## DÉFI
Traduisez en anglais cette phrase du texte cité : « Il cesse bientôt d’y avoir un parti qui attaque, un autre qui est attaqué. »

## TEXTE CITÉ
◆ ◆ ◆ ◆

Il y a pourtant des différences, et qui sont considérables. Le défenseur cerné dans une place épuise ses ressources ; il n’est plus en communication avec le commandement général des armées, ni en relation avec ses sources de ravitaillement. Les lignes qui se font face sont incurvées en arc de cercle et non droites. Il est donc dans une situation d’infériorité manifeste.

Dans l’hypothèse que nous venons d’envisager, au contraire, s’il y a égalité dans l’armement, dans les effectifs et dans la valeur morale des troupes en présence, il est évident qu’il y a égalité aussi dans leur condition tactique. Il cesse bientôt d’y avoir un parti qui attaque, un autre qui est attaqué. Les deux ennemis ne tardent pas à se trouver logés, en quelque sorte, à la même enseigne. Ils s’immobilisent comme les troupes qui défendent un camp retranché et celles qui concourent à son investissement. À l’extérieur de la circonvallation, certains corps tiennent la campagne et manœuvrent. À l’intérieur de la ceinture des forts, et, sous leur canon, des troupes de sortie peuvent se déplacer et tenter des coups de mains. Mais la garnison des forts et les détachements qui gardent les ouvrages de contrevallation restent inutilisés et sont comme neutralisés.

C’est là le caractère qu’il faut attribuer à la bataille défensive de l’avenir. On se la représente comme mettant face à face deux murailles humaines presque au contact, séparées seulement par l’épaisseur du péril, et cette double muraille va rester presque inerte malgré la volonté d’avancer qu’on a de part et d’autre, malgré les tentatives qu’on fait pour y réussir.

L’une de ces lignes cherchera, ne pouvant réussir de front, à déborder l’autre. Celle-ci, à son tour, prolongera son front, et ce sera un concours à qui s’étendra le plus, dans la mesure où son effectif le lui permettra. Ou, du moins, les choses se passeraient ainsi si on pouvait se développer indéfiniment. Mais la nature présente des obstacles. La ligne s’arrêtera à un point d’appui, à une mer, à une montagne, à la frontière d’une nation neutre.

◆ ◆ ◆ ◆

## DONNÉES EXTRAITES
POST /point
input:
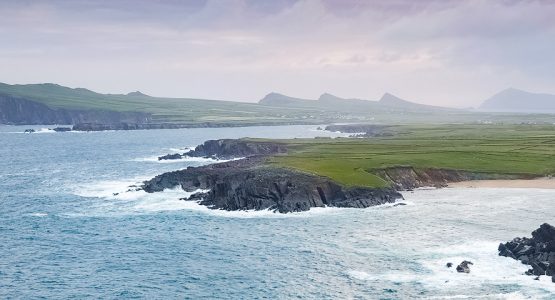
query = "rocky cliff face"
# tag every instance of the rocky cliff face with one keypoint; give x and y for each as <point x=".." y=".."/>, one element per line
<point x="406" y="178"/>
<point x="247" y="184"/>
<point x="15" y="110"/>
<point x="228" y="148"/>
<point x="538" y="251"/>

◆ ◆ ◆ ◆

## CORRIGÉ
Soon there is no longer one side that attacks and another that is attacked.